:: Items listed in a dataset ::
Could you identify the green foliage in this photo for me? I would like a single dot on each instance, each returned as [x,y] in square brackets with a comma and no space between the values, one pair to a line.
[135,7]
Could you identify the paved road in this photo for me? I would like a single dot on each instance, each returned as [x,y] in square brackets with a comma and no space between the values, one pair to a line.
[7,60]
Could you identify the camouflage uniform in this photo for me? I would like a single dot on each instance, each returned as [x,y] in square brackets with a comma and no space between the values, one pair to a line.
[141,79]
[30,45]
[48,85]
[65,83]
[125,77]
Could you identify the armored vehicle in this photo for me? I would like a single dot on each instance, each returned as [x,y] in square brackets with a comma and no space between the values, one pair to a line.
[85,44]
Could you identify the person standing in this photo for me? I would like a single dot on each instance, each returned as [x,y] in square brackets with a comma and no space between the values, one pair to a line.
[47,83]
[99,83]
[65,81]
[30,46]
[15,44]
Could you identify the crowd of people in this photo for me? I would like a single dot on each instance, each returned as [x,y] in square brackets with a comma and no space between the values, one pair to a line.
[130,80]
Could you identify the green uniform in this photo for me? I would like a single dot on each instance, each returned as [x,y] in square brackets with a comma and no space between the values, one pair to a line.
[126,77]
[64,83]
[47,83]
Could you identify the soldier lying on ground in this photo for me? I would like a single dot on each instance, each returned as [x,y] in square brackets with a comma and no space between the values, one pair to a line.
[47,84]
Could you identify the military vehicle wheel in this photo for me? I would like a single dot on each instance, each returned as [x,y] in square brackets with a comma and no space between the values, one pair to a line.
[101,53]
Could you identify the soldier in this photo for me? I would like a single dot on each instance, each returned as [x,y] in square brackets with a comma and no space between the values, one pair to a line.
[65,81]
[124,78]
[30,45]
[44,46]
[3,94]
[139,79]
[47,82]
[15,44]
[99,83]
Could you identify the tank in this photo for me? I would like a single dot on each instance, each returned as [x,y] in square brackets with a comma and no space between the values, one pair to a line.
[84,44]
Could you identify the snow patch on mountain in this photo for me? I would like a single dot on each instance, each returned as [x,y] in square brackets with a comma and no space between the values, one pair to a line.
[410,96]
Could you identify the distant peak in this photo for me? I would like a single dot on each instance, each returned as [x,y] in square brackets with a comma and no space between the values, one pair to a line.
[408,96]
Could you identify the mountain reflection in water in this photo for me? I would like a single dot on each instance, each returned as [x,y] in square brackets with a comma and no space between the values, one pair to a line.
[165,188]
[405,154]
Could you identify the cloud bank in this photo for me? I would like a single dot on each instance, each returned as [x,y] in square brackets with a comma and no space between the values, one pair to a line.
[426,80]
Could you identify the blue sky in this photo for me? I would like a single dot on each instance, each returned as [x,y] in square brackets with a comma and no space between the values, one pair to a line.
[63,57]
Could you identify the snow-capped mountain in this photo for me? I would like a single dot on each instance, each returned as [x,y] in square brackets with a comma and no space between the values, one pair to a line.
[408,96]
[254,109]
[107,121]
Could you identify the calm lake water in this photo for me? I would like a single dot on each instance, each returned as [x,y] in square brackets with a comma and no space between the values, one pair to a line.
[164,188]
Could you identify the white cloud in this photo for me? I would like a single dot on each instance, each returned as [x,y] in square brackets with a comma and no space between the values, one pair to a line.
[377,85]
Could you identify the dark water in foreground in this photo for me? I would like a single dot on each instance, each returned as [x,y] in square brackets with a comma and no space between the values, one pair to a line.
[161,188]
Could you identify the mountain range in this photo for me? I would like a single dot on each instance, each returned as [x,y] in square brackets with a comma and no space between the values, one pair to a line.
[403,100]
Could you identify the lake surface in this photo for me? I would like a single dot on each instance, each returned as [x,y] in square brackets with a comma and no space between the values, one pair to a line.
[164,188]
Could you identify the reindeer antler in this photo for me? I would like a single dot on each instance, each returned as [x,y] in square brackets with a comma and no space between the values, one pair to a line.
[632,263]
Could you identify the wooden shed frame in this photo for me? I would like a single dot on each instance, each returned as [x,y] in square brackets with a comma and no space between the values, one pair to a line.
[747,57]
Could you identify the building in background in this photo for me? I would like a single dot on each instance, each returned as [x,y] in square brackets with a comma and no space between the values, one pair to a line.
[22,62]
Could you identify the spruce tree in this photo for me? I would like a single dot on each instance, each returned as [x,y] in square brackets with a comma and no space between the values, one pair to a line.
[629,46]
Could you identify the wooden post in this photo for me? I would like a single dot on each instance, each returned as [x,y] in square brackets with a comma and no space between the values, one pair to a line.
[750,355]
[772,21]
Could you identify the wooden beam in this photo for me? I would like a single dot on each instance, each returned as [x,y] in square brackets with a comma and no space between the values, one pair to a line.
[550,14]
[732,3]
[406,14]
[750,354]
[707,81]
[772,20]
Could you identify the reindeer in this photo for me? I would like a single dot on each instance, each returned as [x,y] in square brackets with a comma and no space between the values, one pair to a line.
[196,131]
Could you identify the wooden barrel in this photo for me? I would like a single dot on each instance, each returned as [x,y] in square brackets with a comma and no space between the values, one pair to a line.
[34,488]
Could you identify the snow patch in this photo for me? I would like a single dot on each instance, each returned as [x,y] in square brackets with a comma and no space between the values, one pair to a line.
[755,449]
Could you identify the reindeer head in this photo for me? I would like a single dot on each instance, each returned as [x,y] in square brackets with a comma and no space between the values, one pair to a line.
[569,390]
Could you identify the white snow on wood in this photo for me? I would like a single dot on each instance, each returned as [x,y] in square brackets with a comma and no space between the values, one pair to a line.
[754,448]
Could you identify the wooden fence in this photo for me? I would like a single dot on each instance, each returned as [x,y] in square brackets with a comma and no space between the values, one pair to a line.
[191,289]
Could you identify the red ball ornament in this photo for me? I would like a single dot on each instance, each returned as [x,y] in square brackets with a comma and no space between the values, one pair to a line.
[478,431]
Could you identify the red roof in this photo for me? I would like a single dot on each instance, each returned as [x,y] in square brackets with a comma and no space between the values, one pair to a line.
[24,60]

:: PROMPT ::
Retype every entry word for word.

:: RESPONSE ::
Could you identify the green foliage in this photo for me? I would like a single dot on each instance, each returned as [x,y] in square brackets with a comma and no space between the values, one pair to a line.
[135,7]
Could you identify the paved road in this photo for me? I would like a single dot on each instance, each returned as [x,y] in square brackets with a comma and no space between the values, one pair to a line.
[7,60]
Could you identify the camouflage uniform in this photo for me? I would like a single dot on each instance, each returned as [x,y] in square brackets with a comma and no space between the values, one pair to a line.
[141,79]
[30,45]
[48,85]
[65,83]
[125,77]
Could you identify the armored vehicle in this photo for me? I would like a single dot on each instance, each returned as [x,y] in square brackets with a comma and no space between the values, one pair to a line.
[85,44]
Could you identify the person standing in this photo for me? I would like a single dot on each instance, each returned as [x,y] in square brackets with a comma and no space between the values, one pair to a line.
[47,83]
[99,83]
[65,81]
[30,46]
[15,44]
Could you identify the crowd of people in this photo for me? I would like a single dot on each instance, each returned as [x,y] in square brackets with a comma and no space between the values, one pair to a line.
[130,80]
Could you identify the green uniform in this photo for me? I would like a single dot on each instance, each returned as [x,y] in square brackets with a comma and no space between the values, one pair to a line.
[126,77]
[64,83]
[47,83]
Could you identify the soldier lying on ground in this photo for me? I would like a single dot on each instance, each returned as [x,y] in square brackets with a comma and no space between the values, one pair to a line.
[47,84]
Could you identify the military vehicle wheel in this photo for me? I would like a single dot on each instance, each returned as [x,y] in square brackets with a comma and no space between the values, one pair to a line.
[101,53]
Could you identify the soldier in this photo for me? I would like a single dot on each instance, each returned as [x,y] in square brackets with a comma and no space between the values, one pair to a line.
[65,81]
[124,78]
[30,45]
[44,46]
[3,94]
[139,79]
[47,82]
[15,44]
[99,83]
Could you identify the tank in this photo for me? I would like a single dot on each instance, each returned as [x,y] in square brackets with a comma and no space between the values, one pair to a line.
[84,44]
Could you identify the snow patch on mountain in this photo for me? I would like a single dot on each instance, each returned as [x,y] in square brackets with a comma and no space between the values, one pair to a line.
[410,96]
Could you identify the distant peak in this photo for me? I would like a single dot on each instance, each returned as [x,y] in square brackets with a comma and no space between the values, one pair to a line.
[408,96]
Could you identify the mountain reflection in water in this photo for me? I would like a single dot on each instance, each returned as [x,y] in square brackets with a comma and no space between the values, one pair to a line.
[165,188]
[405,154]
Could you identify the cloud bank in this photo for me? I would like a single dot on each instance, each returned as [x,y] in square brackets with a comma and no space between the values, one pair to a line.
[426,80]
Could you identify the blue sky in this photo for me? I would like a single dot on each instance, each returned as [x,y] in square brackets with a comma and no space between the values, one pair to a line.
[63,57]
Could you identify the snow-capped mountain in this photo for me? I would like a single dot on each instance, each returned as [x,y] in square brackets with a comma and no space between the values, one pair to a line.
[408,96]
[254,109]
[107,121]
Could you identify the calm lake water in this photo for me? I would like a single dot on each instance, each returned as [x,y] in square brackets with a comma and no space between the values, one pair to a line.
[164,188]
Could you identify the white cloud in this photo for me? I would like a single dot on each instance, each returned as [x,y] in square brackets with a comma and no space between the values, one pair to a line.
[377,85]
Could you identify the dark water in foreground in this photo for me? I would like a single dot on each instance, each returned as [x,y] in square brackets with a comma and no space between the values, one pair to a line.
[161,188]
Could you identify the mountain range in this photo for me? I would like a single dot on each instance, each returned as [x,y] in square brackets with a comma and no space between the values, one pair to a line.
[403,100]
Could you identify the lake surface in this photo for me? I would like a single dot on each instance, each returned as [x,y] in square brackets with a comma and no space between the values, one pair to a line.
[164,188]
Could you identify the reindeer antler in this photo for me? I would like a single dot on each instance, each returned as [x,y] in square brackets with a comma and no space between the values, one pair to a line.
[632,263]
Could you identify the wooden shed frame in this photo for me? I would like a single dot on each instance, each returned as [x,y] in square brackets with a comma and no space between the values, one pair to a line.
[747,57]
Could you identify the building in background in this photo for me? I would like a single dot on each instance, each returned as [x,y] in square brackets with a comma and no space between the values, one pair to a line.
[22,62]
Could you identify the spruce tree in this photo for me? I would like a single dot on each instance, each returned as [x,y] in square brackets with a comma and no space between the values, one pair to a line.
[629,46]
Could you identify the wooden post in this photo for me? I would like a single dot on each instance, each returned as [x,y] in square brackets with a comma and no space between the values, one pair to a line.
[750,355]
[772,21]
Could you identify the wooden beam in this photo for me? I would like a single dot on each instance, each returned as [x,y] in square brackets with a comma and no space between the values, one pair to a line.
[550,14]
[732,3]
[406,14]
[750,354]
[707,81]
[772,20]
Could you identify the reindeer in this photo for me? I would like a single dot on each instance, each returned as [x,y] in square brackets with a comma and no space between the values, one pair to a line.
[196,131]
Could you identify the wooden barrel in this photo for me? I would like a single dot on each instance, each returned as [x,y] in square brackets with a comma and no space between the values, one pair to a line.
[34,488]
Could you identify the snow patch in this photo for me? I would like a single dot on each instance, each returned as [x,y] in square brackets with a comma and no space between the values, one pair to a line.
[755,449]
Could you identify the reindeer head in this photo for me? I would like a single dot on each instance, each returned as [x,y] in square brackets with a comma and no space between the values, one pair to a line.
[569,390]
Could you identify the white snow on wood in this photo for me? I would like a single dot on each instance, each returned as [x,y] in square brackets with a comma and no space between the values, one pair to a line.
[754,448]
Could you identify the wooden fence in this photo for me? I would like a single dot on each instance, each returned as [x,y] in square brackets with a comma and no space between the values, one pair to a line.
[191,289]
Could you identify the red ball ornament in this photo for me? I would like a single dot on each instance, each returned as [x,y] in square brackets with a comma and no space between the values, one pair to a line.
[478,431]
Could you identify the red roof in this photo for me? I would like a single dot on each instance, each returned as [x,y] in square brackets with a comma and no space between the values, one pair to a line.
[24,60]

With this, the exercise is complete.